▶ [Assignment] Would you set down every line of the data below exactly as it reads?

Referring expression data:

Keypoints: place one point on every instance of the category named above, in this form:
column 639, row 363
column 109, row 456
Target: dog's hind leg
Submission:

▶ [Solution to the exercise]
Keypoints: place one point on every instance of the category named above, in this form:
column 639, row 363
column 109, row 456
Target: dog's hind leg
Submission:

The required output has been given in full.